* SUPPLIED RECORDS *

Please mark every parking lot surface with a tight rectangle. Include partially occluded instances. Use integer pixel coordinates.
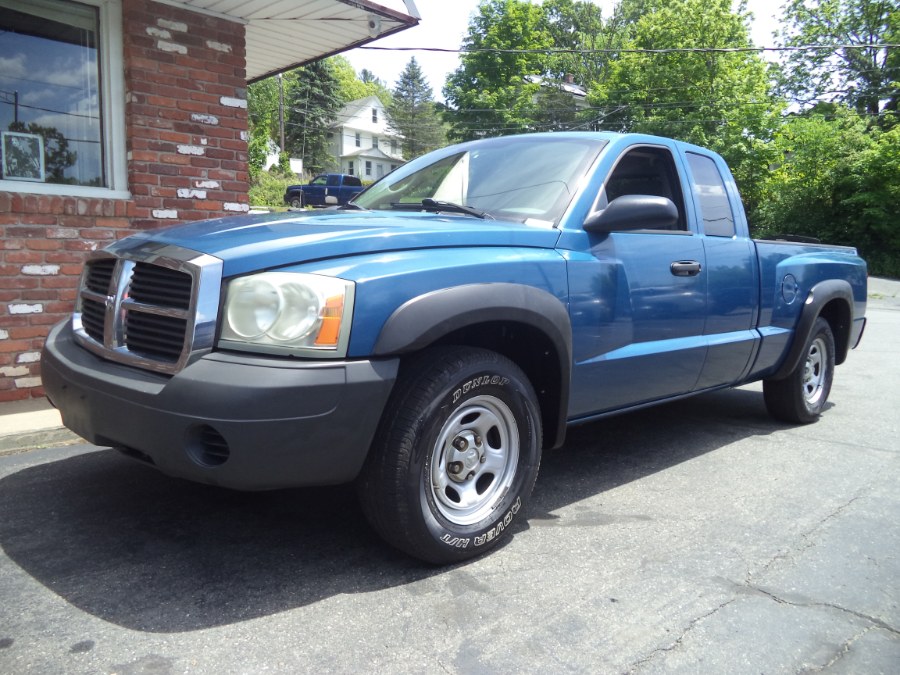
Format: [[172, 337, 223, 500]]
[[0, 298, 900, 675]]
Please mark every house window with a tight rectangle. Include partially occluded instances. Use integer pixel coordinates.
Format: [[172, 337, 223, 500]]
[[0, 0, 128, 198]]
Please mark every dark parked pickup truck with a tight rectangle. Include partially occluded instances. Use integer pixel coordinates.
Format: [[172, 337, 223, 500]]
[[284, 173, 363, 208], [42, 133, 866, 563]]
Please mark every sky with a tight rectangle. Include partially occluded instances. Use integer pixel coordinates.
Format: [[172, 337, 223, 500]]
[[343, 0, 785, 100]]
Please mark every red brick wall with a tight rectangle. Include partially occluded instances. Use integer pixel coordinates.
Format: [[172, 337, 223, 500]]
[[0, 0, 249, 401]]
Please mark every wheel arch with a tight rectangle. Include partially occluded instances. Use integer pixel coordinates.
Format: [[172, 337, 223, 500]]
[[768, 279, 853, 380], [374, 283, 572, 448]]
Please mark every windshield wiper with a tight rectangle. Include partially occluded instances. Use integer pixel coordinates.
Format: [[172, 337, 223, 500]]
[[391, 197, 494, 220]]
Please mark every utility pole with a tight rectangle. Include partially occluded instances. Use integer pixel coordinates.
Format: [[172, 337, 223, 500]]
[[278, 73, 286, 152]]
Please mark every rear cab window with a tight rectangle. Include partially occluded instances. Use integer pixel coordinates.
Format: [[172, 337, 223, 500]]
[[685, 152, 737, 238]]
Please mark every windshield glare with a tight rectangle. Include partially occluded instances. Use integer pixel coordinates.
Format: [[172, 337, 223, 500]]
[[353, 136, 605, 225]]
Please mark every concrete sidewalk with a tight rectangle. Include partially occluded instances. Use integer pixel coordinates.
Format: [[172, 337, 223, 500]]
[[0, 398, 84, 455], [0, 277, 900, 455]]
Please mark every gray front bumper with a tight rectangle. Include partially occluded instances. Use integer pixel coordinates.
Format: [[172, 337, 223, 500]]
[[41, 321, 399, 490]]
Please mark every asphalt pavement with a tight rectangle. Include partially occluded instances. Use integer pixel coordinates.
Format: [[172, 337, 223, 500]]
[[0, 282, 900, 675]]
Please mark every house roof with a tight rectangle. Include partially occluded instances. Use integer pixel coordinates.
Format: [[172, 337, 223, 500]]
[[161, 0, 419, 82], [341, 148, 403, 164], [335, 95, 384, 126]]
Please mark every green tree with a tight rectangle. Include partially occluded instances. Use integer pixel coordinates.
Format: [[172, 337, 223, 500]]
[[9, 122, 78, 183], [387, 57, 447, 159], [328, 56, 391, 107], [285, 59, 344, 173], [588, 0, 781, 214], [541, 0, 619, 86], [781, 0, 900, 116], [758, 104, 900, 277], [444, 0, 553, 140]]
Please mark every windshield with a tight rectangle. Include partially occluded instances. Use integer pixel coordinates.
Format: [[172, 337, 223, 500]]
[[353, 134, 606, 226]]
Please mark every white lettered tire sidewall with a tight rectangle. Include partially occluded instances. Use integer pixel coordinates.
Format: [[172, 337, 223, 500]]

* REQUIRED WORK *
Please revise all of the lines above by replacing "tight rectangle" with "snug bounding box" and leaving everything else untouched. Leave the pictures out of your answer.

* EXPECTED OUTPUT *
Please mark every parking lot surface with a snug bounding box. Include partially occluded instances. Use integer pixel coordinates.
Format: [[172, 337, 223, 500]]
[[0, 298, 900, 675]]
Please mark every house window with a snug bounding box. Include partially occluded instances. Use integer pixel coordinates.
Format: [[172, 337, 223, 500]]
[[0, 0, 128, 198]]
Please mark every dark parked pickup truck with a snug bounding box. Include partially occluded instances. Use integer pixel coordinates.
Format: [[172, 337, 223, 500]]
[[284, 173, 363, 208], [42, 133, 866, 563]]
Please mark every sky with a snug bounding box. Include partially occluded instances. Use integer pixel coordinates.
Format: [[172, 337, 223, 500]]
[[343, 0, 785, 100]]
Please mark every red brick wall with a snug bounding box. Include partially occluded instances. Use integer pixel coordinates.
Format: [[172, 337, 223, 500]]
[[0, 0, 249, 401]]
Please mark every wheel arch with a snug bounding box. Include partially occluded instances. Use integer pixel coordinates.
Format: [[172, 337, 223, 500]]
[[768, 279, 853, 380], [374, 283, 572, 448]]
Please mark every windshield wiper with a snug bounding box. Include partially occluded instances. Use integer pixel coordinates.
Format: [[172, 337, 223, 500]]
[[391, 197, 494, 220]]
Please mark every utility pole with a snug bounding box. Include partially occluded instances. Use integer pixel coordinates.
Format: [[172, 337, 223, 500]]
[[278, 73, 286, 152]]
Please mark every rear cab window with a snug bounding box. Include partially occluded instances. Use integer pixel coordinates.
Format: [[172, 337, 223, 500]]
[[685, 152, 737, 238]]
Please mark every windshield glare with a snug bounding box. Include partially occluded instances. Use integer pixel coordinates.
Format: [[172, 337, 223, 500]]
[[353, 136, 605, 225]]
Please mark every concrete sidewalk with a snug bounding box. Include partially occluded instances. Use integer pixel coordinates.
Format: [[172, 337, 223, 500]]
[[0, 398, 84, 455], [0, 277, 900, 455]]
Please mark every gray front bumper with a snug bounding box. Include partially occluded instances. Use integer pixel coordinates.
Format: [[172, 337, 223, 500]]
[[41, 321, 399, 490]]
Please mark every asphalt pavement with a snug bounding box. Include partially occluded instances. Use integer pixel coordinates.
Format: [[172, 337, 223, 500]]
[[0, 282, 900, 675]]
Please mark every house roof with a snug bounding box. Include partially occluded instances. Use integer pixel coordinates.
Format: [[172, 337, 223, 500]]
[[161, 0, 419, 82], [341, 148, 403, 164], [335, 95, 384, 126]]
Please mark every green tree with a snug bounding box. Include partially occluded instances. Use integer pixel coordinates.
Format: [[172, 337, 223, 500]]
[[9, 122, 78, 183], [387, 57, 447, 159], [328, 56, 391, 107], [285, 59, 344, 173], [588, 0, 781, 214], [541, 0, 619, 86], [781, 0, 900, 116], [758, 104, 900, 277], [444, 0, 553, 140]]
Please mark every windshield with a snug bounding box. Include partially occluded instances. Use integer pixel coordinates.
Format: [[172, 337, 223, 500]]
[[353, 134, 606, 226]]
Please mark every white lettered tire sidewall with a snug bounding box. Include partially occluded instances. Use integer pixel coordinates.
Format: [[172, 337, 223, 500]]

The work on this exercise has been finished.